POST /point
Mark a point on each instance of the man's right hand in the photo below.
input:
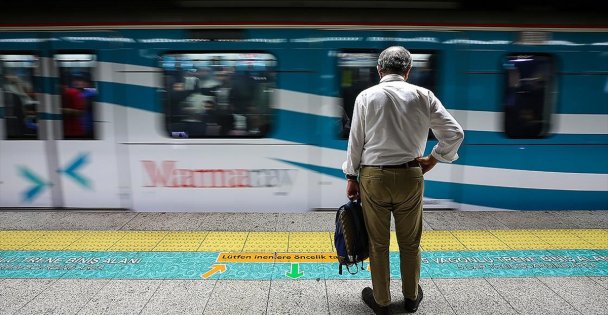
(427, 163)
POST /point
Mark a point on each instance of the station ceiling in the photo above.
(580, 12)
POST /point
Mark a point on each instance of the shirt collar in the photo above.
(391, 77)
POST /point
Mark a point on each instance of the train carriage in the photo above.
(255, 118)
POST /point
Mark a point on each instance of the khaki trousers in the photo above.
(400, 191)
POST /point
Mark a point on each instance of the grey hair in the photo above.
(395, 59)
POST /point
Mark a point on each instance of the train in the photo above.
(254, 118)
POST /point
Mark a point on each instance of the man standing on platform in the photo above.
(385, 167)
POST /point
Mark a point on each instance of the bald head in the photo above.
(394, 60)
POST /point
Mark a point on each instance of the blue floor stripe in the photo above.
(192, 265)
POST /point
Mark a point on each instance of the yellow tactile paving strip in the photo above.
(293, 242)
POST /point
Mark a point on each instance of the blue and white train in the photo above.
(255, 118)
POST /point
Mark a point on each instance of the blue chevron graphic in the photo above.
(39, 184)
(72, 168)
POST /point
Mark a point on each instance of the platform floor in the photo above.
(112, 262)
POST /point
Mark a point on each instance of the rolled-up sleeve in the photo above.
(356, 139)
(447, 130)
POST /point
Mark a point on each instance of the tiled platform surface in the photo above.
(522, 295)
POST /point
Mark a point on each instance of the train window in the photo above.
(528, 97)
(17, 97)
(210, 95)
(78, 95)
(358, 72)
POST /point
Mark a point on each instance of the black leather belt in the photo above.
(409, 164)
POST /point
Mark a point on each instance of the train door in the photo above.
(348, 62)
(86, 156)
(354, 69)
(24, 128)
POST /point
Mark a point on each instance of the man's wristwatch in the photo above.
(352, 177)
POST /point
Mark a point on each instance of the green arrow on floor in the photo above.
(295, 271)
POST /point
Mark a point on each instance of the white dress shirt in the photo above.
(390, 126)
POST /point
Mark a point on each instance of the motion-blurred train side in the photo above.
(245, 118)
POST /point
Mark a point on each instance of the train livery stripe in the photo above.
(561, 123)
(516, 198)
(499, 177)
(129, 74)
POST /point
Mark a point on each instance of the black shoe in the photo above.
(411, 306)
(368, 297)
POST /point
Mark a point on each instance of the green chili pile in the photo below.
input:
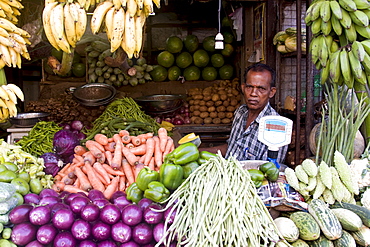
(40, 138)
(218, 205)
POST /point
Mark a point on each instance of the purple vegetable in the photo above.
(77, 125)
(110, 214)
(64, 142)
(101, 231)
(144, 203)
(46, 233)
(34, 243)
(63, 219)
(49, 200)
(158, 231)
(87, 243)
(31, 198)
(81, 230)
(20, 213)
(64, 239)
(78, 203)
(23, 233)
(132, 215)
(142, 233)
(121, 232)
(40, 215)
(151, 216)
(48, 192)
(95, 194)
(130, 244)
(52, 163)
(90, 212)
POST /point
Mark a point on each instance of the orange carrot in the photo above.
(80, 150)
(101, 139)
(113, 187)
(139, 150)
(94, 181)
(150, 145)
(135, 140)
(131, 158)
(157, 152)
(162, 135)
(128, 171)
(100, 170)
(111, 171)
(85, 183)
(73, 189)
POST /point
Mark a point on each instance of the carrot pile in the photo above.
(111, 164)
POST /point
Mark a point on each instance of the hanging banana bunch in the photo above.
(123, 22)
(340, 46)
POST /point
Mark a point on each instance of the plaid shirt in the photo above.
(243, 143)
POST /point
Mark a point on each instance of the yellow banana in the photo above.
(119, 27)
(99, 15)
(359, 17)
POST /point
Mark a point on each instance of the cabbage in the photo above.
(64, 143)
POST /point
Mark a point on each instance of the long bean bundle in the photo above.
(218, 205)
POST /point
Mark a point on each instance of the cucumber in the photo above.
(349, 220)
(361, 211)
(345, 241)
(308, 228)
(328, 222)
(362, 236)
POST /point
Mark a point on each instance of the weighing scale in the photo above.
(275, 132)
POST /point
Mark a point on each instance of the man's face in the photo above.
(257, 90)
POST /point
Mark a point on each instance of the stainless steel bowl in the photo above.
(161, 102)
(28, 119)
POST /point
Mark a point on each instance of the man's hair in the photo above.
(260, 67)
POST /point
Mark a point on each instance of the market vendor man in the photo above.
(243, 142)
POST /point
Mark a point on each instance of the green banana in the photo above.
(359, 17)
(325, 11)
(351, 33)
(336, 9)
(346, 20)
(334, 64)
(358, 50)
(348, 5)
(335, 24)
(363, 31)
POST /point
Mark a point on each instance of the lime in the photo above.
(166, 59)
(191, 43)
(79, 69)
(159, 73)
(209, 43)
(217, 60)
(201, 58)
(35, 185)
(192, 73)
(228, 50)
(226, 72)
(209, 73)
(7, 176)
(173, 73)
(184, 59)
(174, 44)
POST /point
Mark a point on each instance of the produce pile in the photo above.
(215, 104)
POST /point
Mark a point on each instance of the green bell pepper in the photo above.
(156, 192)
(145, 176)
(257, 177)
(189, 168)
(183, 154)
(171, 175)
(133, 193)
(270, 170)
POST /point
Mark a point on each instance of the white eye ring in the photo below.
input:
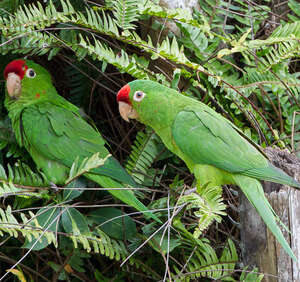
(138, 96)
(30, 73)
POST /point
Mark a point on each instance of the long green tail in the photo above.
(125, 196)
(255, 194)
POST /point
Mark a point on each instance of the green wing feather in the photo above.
(60, 135)
(208, 138)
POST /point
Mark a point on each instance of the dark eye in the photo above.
(138, 96)
(30, 73)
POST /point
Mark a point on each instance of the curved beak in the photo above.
(13, 85)
(127, 112)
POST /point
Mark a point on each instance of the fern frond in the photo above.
(29, 228)
(100, 243)
(209, 207)
(125, 12)
(204, 262)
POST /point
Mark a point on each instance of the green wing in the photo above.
(61, 135)
(51, 132)
(208, 138)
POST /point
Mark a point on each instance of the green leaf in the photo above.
(118, 225)
(74, 222)
(48, 218)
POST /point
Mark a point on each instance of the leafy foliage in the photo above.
(229, 54)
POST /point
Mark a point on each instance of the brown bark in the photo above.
(259, 247)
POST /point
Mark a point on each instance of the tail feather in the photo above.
(255, 194)
(124, 195)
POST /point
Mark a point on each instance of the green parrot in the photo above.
(213, 148)
(54, 133)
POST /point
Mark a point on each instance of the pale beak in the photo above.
(127, 112)
(13, 85)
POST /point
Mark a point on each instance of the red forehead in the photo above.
(123, 94)
(17, 66)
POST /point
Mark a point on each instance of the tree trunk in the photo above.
(259, 247)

********************

• What is asked:
Print each entry shown above with exact wording and no pictures.

• Answer to the task:
POST /point
Mark a point on each instance of the man's right hand in the photo below.
input:
(427, 163)
POST /point
Mark a point on each instance of the station ceiling in the photo above.
(580, 12)
POST /point
Mark a point on each instance of the shirt collar in the photo above.
(391, 77)
POST /point
Mark a point on each instance of the train carriage in the photo above.
(255, 118)
POST /point
Mark a point on each instance of the khaki trousers in the photo above.
(400, 191)
POST /point
Mark a point on each instance of the grey hair in the photo above.
(395, 59)
POST /point
Mark a point on each instance of the train in the photo above.
(254, 118)
POST /point
Mark a point on each instance of the man standing on platform in the photo above.
(385, 167)
POST /point
Mark a point on each instance of the bald head in the photo above.
(394, 60)
POST /point
Mark a point on each instance of the blue floor stripe in the photo above.
(192, 265)
POST /point
Mark a point on each instance of the yellow tactile paving strip in the photo above.
(293, 242)
POST /point
Mark a point on each instance of the blue and white train in the photo above.
(255, 118)
POST /point
Mark a point on each instance of the blue chevron graphic in the photo above.
(39, 184)
(72, 168)
POST /point
Mark a point on each instance of the platform floor in the photo above.
(112, 262)
POST /point
Mark a point on each instance of the rolled-up sleeve in the photo above.
(356, 139)
(447, 130)
POST /point
Mark a point on each instance of the tiled platform surface in the photo above.
(522, 295)
POST /point
Mark a point on each instance of the train window in the photo above.
(528, 97)
(17, 97)
(210, 95)
(78, 95)
(358, 72)
POST /point
Mark a point on each instance of the black leather belt in the photo above.
(409, 164)
POST /point
Mark a point on each instance of the train door in the photo above.
(348, 62)
(86, 156)
(354, 69)
(24, 128)
POST /point
Mark a point on each instance of the man's wristwatch in the photo above.
(352, 177)
POST /point
Mark a point on each instance of the green arrow on floor in the photo above.
(295, 271)
POST /point
Mark a point on each instance of the white dress shirt in the photo above.
(390, 126)
POST /point
Mark a point on each instance of the motion-blurred train side in the photo above.
(245, 118)
POST /point
Mark a point on each instance of the train livery stripe in the photo above.
(561, 123)
(516, 198)
(499, 177)
(129, 74)
POST /point
Mark a point on each instance of the black shoe in the photo above.
(411, 306)
(368, 297)
POST /point
Mark a point on each instance of the green chili pile in the photo below.
input:
(40, 138)
(218, 205)
POST /point
Mark a point on each instance of the purple vegetable in the photo above.
(77, 125)
(110, 214)
(64, 142)
(101, 231)
(144, 203)
(46, 233)
(34, 243)
(63, 219)
(49, 200)
(158, 231)
(87, 243)
(31, 198)
(81, 230)
(20, 213)
(64, 239)
(78, 203)
(23, 233)
(132, 215)
(142, 233)
(121, 232)
(40, 215)
(151, 216)
(48, 192)
(95, 194)
(130, 244)
(52, 163)
(90, 212)
POST /point
Mark a point on each instance of the orange carrot in the photo above.
(80, 150)
(101, 139)
(113, 187)
(139, 150)
(94, 181)
(150, 145)
(135, 140)
(131, 158)
(157, 152)
(162, 135)
(128, 171)
(100, 170)
(111, 171)
(85, 183)
(73, 189)
POST /point
Mark a point on each instance of the carrot pile in the photo above.
(111, 164)
POST /point
Mark a point on each instance of the hanging banana bunch in the photo above.
(123, 22)
(340, 46)
POST /point
Mark a point on each instance of the plaid shirt in the photo above.
(243, 143)
POST /point
Mark a point on each instance of the yellow banana in the photo above.
(119, 27)
(99, 15)
(359, 17)
POST /point
Mark a point on each instance of the cabbage in the photo above.
(64, 143)
POST /point
Mark a point on each instance of the long bean bundle in the photo above.
(218, 205)
POST /point
Mark a point on each instance of the cucumber in the photo above.
(349, 220)
(361, 211)
(345, 241)
(308, 228)
(328, 222)
(362, 236)
POST /point
Mark a point on each instance of the weighing scale in the photo above.
(275, 132)
POST /point
Mark a point on each instance of the man's face in the photo above.
(257, 90)
POST /point
Mark a point on each instance of the stainless steel bowl in the photo above.
(161, 102)
(28, 119)
POST /point
Mark a point on each instance of the man's hair in the photo above.
(260, 67)
POST /point
Mark a point on each instance of the market vendor man in the photo above.
(243, 142)
POST /point
Mark a point on each instance of the green banana in the photo above.
(359, 17)
(325, 11)
(351, 33)
(336, 9)
(346, 20)
(334, 64)
(358, 50)
(348, 5)
(335, 24)
(363, 31)
POST /point
Mark a point on each instance of the lime in the photo above.
(166, 59)
(191, 43)
(79, 69)
(159, 73)
(209, 43)
(217, 60)
(201, 58)
(35, 185)
(192, 73)
(228, 50)
(226, 72)
(209, 73)
(7, 176)
(173, 73)
(184, 59)
(174, 44)
POST /point
Mark a point on each instance of the produce pile in the photo above.
(215, 104)
POST /point
Mark a point on each instance of the green bell pepper in the photo above.
(156, 192)
(145, 176)
(257, 177)
(189, 168)
(183, 154)
(171, 175)
(133, 193)
(270, 170)
POST /point
Mark a point on each instance of the white eye ring in the photo below.
input:
(138, 96)
(30, 73)
POST /point
Mark a point on each instance of the long green tail in the photo above.
(125, 196)
(255, 194)
POST /point
Mark a point on each instance of the green wing feather in the photo above.
(60, 135)
(208, 138)
POST /point
Mark a point on each instance of the dark eye in the photo above.
(138, 96)
(30, 73)
POST /point
Mark a point on each instance of the curved beak in the photo above.
(13, 85)
(127, 112)
POST /point
Mark a point on each instance of the fern frond in the photo above.
(29, 228)
(100, 243)
(209, 207)
(125, 12)
(204, 262)
POST /point
Mark a point on each instance of the green wing in the photo above.
(61, 135)
(51, 132)
(208, 138)
POST /point
Mark a point on each instance of the green leaf in the photo above.
(118, 225)
(74, 222)
(48, 218)
POST /point
Mark a point on each instance of the leafy foliage in the photo above.
(229, 54)
POST /point
Mark a point on each instance of the brown bark in the photo above.
(259, 247)
POST /point
Mark a point on each instance of the tail feather in the photo above.
(255, 194)
(124, 195)
POST /point
Mark a point on each instance of the green parrot in the photo above.
(213, 148)
(54, 133)
POST /point
Mark a point on each instance of the pale beak in the photo above.
(127, 112)
(13, 85)
POST /point
Mark a point on each instance of the red forehead in the photo above.
(123, 94)
(17, 66)
POST /point
Mark a point on each instance of the tree trunk in the photo above.
(259, 247)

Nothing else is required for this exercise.